Exercise directions:
Reproduce all of the material exactly as shown.

Collected data entries:
^^^^^^^^^^^^^^^^
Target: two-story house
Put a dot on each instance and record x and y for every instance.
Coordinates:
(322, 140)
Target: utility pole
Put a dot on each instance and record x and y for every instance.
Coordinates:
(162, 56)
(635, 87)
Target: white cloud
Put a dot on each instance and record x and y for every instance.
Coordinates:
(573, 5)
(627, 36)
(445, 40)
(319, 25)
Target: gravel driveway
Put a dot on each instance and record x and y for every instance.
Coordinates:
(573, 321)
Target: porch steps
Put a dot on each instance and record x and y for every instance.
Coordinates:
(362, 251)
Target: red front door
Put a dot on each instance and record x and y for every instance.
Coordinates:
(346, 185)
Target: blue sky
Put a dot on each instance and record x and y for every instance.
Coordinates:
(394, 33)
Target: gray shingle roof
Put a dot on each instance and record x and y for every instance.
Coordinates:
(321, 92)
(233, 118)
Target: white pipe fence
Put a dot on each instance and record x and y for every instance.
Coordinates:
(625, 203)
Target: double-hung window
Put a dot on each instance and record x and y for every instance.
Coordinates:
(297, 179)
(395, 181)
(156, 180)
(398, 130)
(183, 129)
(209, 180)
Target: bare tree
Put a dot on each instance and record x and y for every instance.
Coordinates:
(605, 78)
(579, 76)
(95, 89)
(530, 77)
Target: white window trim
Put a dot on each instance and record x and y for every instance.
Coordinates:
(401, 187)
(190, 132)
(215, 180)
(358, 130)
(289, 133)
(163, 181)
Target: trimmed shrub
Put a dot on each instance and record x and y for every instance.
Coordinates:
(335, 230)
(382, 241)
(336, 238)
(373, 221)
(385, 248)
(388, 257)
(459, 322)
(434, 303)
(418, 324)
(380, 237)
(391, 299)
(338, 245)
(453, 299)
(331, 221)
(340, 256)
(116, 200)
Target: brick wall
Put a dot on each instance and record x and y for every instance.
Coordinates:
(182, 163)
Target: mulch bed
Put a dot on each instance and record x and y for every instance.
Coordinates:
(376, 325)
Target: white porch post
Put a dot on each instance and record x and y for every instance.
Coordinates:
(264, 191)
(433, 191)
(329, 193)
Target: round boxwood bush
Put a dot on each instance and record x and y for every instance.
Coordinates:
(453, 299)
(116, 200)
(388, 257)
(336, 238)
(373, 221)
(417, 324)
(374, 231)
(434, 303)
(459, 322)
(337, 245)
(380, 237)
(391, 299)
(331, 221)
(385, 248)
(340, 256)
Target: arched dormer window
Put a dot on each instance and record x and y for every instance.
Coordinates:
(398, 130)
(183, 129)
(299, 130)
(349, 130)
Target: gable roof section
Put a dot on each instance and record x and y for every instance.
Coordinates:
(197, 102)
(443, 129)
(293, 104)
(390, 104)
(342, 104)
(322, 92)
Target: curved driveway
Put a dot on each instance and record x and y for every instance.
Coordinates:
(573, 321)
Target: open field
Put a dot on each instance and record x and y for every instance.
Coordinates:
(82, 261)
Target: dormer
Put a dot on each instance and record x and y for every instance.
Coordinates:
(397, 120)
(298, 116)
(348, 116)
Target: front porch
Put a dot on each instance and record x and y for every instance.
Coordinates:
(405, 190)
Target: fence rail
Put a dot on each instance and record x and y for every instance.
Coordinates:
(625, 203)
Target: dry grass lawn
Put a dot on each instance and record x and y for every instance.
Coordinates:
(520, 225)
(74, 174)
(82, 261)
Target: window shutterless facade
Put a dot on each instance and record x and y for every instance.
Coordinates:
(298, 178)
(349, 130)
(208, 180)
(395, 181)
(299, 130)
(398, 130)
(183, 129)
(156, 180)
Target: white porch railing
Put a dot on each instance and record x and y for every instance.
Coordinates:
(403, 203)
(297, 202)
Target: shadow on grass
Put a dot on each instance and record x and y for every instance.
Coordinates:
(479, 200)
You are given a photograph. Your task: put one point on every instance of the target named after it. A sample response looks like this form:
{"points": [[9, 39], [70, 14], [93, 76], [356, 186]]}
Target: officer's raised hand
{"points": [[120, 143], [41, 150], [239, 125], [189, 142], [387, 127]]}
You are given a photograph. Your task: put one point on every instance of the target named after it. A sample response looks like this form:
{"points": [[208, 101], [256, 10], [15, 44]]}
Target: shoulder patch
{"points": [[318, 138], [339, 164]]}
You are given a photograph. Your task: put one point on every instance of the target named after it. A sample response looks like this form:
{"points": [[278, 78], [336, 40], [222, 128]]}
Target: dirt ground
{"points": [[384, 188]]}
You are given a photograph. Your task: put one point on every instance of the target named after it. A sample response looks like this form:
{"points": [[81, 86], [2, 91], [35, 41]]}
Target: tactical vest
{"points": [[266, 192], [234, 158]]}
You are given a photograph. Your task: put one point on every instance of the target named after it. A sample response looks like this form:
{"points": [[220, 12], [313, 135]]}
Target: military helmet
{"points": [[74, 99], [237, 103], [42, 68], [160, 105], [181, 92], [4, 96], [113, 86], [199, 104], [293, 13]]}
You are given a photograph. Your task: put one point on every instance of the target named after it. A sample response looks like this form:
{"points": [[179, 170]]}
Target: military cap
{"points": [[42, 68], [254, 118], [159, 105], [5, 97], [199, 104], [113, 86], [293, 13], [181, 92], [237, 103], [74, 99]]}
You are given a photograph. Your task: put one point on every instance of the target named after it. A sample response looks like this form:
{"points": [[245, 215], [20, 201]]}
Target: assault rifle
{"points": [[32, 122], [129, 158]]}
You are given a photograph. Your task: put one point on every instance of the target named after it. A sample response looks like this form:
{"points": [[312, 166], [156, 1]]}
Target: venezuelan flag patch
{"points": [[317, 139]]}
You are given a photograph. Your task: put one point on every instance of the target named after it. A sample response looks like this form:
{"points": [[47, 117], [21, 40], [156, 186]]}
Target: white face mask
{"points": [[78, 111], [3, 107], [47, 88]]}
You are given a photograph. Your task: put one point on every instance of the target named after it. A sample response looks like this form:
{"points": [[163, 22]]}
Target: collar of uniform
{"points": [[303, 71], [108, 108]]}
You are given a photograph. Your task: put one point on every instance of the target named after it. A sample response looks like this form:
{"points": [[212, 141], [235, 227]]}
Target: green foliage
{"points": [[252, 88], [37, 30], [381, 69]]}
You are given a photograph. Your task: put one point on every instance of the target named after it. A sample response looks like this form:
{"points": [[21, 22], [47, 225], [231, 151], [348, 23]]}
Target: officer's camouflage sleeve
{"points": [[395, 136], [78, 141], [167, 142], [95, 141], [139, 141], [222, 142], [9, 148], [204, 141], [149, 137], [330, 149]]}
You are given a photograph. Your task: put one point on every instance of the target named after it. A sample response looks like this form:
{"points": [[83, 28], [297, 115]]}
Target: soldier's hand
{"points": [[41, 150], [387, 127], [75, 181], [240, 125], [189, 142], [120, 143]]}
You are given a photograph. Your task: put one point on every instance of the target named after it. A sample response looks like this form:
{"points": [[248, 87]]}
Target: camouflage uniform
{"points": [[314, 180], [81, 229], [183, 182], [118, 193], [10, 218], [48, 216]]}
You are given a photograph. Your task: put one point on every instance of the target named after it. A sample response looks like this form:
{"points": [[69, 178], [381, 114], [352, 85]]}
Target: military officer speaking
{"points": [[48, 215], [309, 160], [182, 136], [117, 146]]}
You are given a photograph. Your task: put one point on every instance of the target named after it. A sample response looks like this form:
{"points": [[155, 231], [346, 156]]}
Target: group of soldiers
^^^^^^^^^^^^^^^^
The reply:
Target: two-story house
Put a dot on each instance and record x and y for every instance.
Coordinates:
(322, 140)
Target: utility pole
Put a dot on each instance and record x and y for every instance.
Coordinates:
(162, 56)
(635, 87)
Target: white cloud
Put a dot on each instance and record x and y for every instance.
Coordinates:
(573, 5)
(627, 36)
(445, 40)
(319, 25)
Target: gravel driveway
Put a dot on each instance and record x and y for every instance.
Coordinates:
(573, 321)
Target: porch steps
Put a dot on each instance and record x and y for every instance.
Coordinates:
(362, 251)
Target: red front door
Put a dot on each instance and record x and y for every instance.
Coordinates:
(346, 185)
Target: blue sky
Put a dot on each instance and record x and y for every instance.
Coordinates:
(394, 33)
Target: gray shingle roof
Put a dot on each instance and record x and y for every instance.
Coordinates:
(321, 92)
(233, 118)
Target: white pipe fence
Put a dot on each instance and record x and y for every instance.
Coordinates:
(625, 203)
Target: double-hung window
Put a dot on each instance and record x and y for every instance.
Coordinates:
(297, 179)
(395, 181)
(156, 180)
(398, 130)
(183, 129)
(209, 180)
Target: bare tree
Put a dot on each instance and record x and y for every instance.
Coordinates:
(605, 78)
(579, 76)
(95, 89)
(530, 77)
Target: white window trim
Put a dot on each instance and record x and y for every instance.
Coordinates:
(401, 187)
(190, 132)
(215, 180)
(358, 130)
(289, 133)
(163, 181)
Target: trimmed shrub
Put a dot on each instance and record x and y for every instance.
Coordinates:
(335, 230)
(382, 241)
(336, 238)
(373, 221)
(385, 248)
(388, 257)
(459, 322)
(434, 303)
(418, 324)
(380, 237)
(391, 299)
(338, 245)
(453, 299)
(331, 221)
(340, 256)
(116, 200)
Target: brick wall
Put a dot on each instance and record x and y for every instance.
Coordinates:
(182, 163)
Target: mulch bed
Put a dot on each instance and record x and y for every instance.
Coordinates:
(376, 325)
Target: white porch post
Put a dot on each instance and record x and y for every instance.
Coordinates:
(264, 191)
(433, 191)
(329, 193)
Target: round boxwood bush
Put a dot on each instance and record x and y for every instance.
Coordinates:
(453, 299)
(116, 200)
(388, 257)
(336, 238)
(373, 221)
(417, 324)
(374, 231)
(434, 303)
(459, 322)
(337, 245)
(380, 237)
(391, 299)
(331, 221)
(385, 248)
(340, 256)
Target: arched dormer window
Put a dot on each instance and record x and y for every instance.
Coordinates:
(398, 130)
(183, 129)
(299, 130)
(349, 130)
Target: gable roof section
Put a dot on each instance and record x and y for every instance.
Coordinates:
(197, 102)
(443, 129)
(293, 104)
(390, 104)
(342, 104)
(322, 92)
Target: curved driveway
Put a dot on each instance and record x and y for every instance.
Coordinates:
(573, 321)
Target: open field
Put a dot on each instance and record x and y for every instance.
Coordinates:
(82, 261)
Target: dormer
Put a dot on each instance and record x and y for every instance.
Coordinates:
(397, 120)
(298, 116)
(348, 116)
Target: front porch
Put a dot on each instance and record x and y for every instance.
Coordinates:
(405, 190)
Target: fence rail
Put a dot on each instance and record x and y for every instance.
Coordinates:
(625, 203)
Target: dry grass lawn
Put a dot on each instance and record x and y for every instance.
Coordinates:
(520, 225)
(74, 174)
(82, 261)
Target: window shutterless facade
Put a dot on each instance and record x and y for every instance.
Coordinates:
(298, 178)
(349, 130)
(208, 180)
(395, 181)
(299, 130)
(398, 130)
(183, 129)
(156, 180)
Target: white porch railing
Put a dot on each instance and record x and y for every instance.
Coordinates:
(403, 203)
(297, 202)
Target: shadow on grass
Put a dot on each instance and record x and y for every instance.
Coordinates:
(479, 200)
You are given a photograph. Your task: put one point on every instance of the target named after it. A sample response looks like this form:
{"points": [[9, 39], [70, 14], [93, 76], [356, 186]]}
Target: officer's raised hand
{"points": [[120, 143], [41, 150], [239, 125], [189, 142], [387, 127]]}
You are given a photograph. Your task: put one point on every instance of the target named after it. A sample response looks like this form:
{"points": [[208, 101], [256, 10], [15, 44]]}
Target: shoulder patch
{"points": [[318, 138], [339, 164]]}
You are given a photograph. Your task: put one point on every instance of the target named after it. A sample response looks like this form:
{"points": [[278, 78], [336, 40], [222, 128]]}
Target: dirt ground
{"points": [[384, 188]]}
You are given a photograph. Your task: put one point on every instance of the target named after it. A sample response looks like this form:
{"points": [[81, 86], [2, 91], [35, 41]]}
Target: tactical vest
{"points": [[266, 192], [234, 158]]}
You are given a photograph. Your task: put one point on every instance of the target named after it. A sample response looks like this form:
{"points": [[220, 12], [313, 135]]}
Target: military helmet
{"points": [[74, 99], [237, 103], [42, 68], [160, 105], [181, 92], [4, 96], [113, 86], [199, 104], [293, 13]]}
You are given a photograph. Your task: put one point on every instance of the target named after it. A sample response looks like this form:
{"points": [[179, 170]]}
Target: military cap
{"points": [[42, 68], [254, 118], [159, 105], [5, 97], [199, 104], [113, 86], [293, 13], [181, 92], [237, 103], [74, 99]]}
You are given a photograph. Your task: put one point on every instance of the target named after it. A sample response looks like this form:
{"points": [[245, 215], [20, 201]]}
Target: assault rifle
{"points": [[32, 122], [129, 158]]}
You are given a photograph. Your task: put one point on every instance of the target named after it. A sample response looks like this form:
{"points": [[312, 166], [156, 1]]}
Target: venezuelan flag patch
{"points": [[317, 139]]}
You are given a photograph. Your task: put one point on every instance of the target named after it. A sample response looks like this form:
{"points": [[47, 117], [21, 40], [156, 186]]}
Target: white face mask
{"points": [[78, 111], [3, 107], [47, 88]]}
You are given a photograph. Your task: put one point on every instance of the target named after it. A sample response looks like this form:
{"points": [[163, 22]]}
Target: collar of uniform
{"points": [[303, 71], [108, 108]]}
You are given a photograph. Your task: put one point on every instance of the target named after it. A sample response looks like this form:
{"points": [[212, 141], [235, 227]]}
Target: green foliage
{"points": [[252, 88], [37, 30], [381, 69]]}
You are given a photograph. Your task: put one point on every instance of the target named after it. A sample response looks like this form:
{"points": [[21, 22], [47, 225], [231, 151], [348, 23]]}
Target: officer's camouflage sleeve
{"points": [[395, 136], [78, 141], [167, 142], [95, 141], [139, 141], [222, 142], [9, 148], [204, 141], [149, 137], [330, 149]]}
You are given a photograph. Your task: put one point on every instance of the target named after it. A sample response looks like this form:
{"points": [[83, 28], [297, 115]]}
Target: soldier's hand
{"points": [[41, 150], [387, 127], [75, 181], [240, 125], [189, 142], [120, 143]]}
You are given a photograph. Your task: put one point on every instance of the target named after it. A sample response looks like this form:
{"points": [[248, 87]]}
Target: camouflage uniform
{"points": [[314, 180], [81, 229], [183, 182], [118, 193], [10, 218], [48, 216]]}
You are given a photograph. Your task: put one point on every instance of the target named after it. A sample response looks like this form:
{"points": [[69, 178], [381, 114], [352, 85]]}
Target: military officer speaking
{"points": [[48, 215], [309, 160], [182, 136], [117, 146]]}
You are given a photograph. Your task: put one point on every instance of the target named after it. A sample response looks like this form:
{"points": [[155, 231], [346, 156]]}
Target: group of soldiers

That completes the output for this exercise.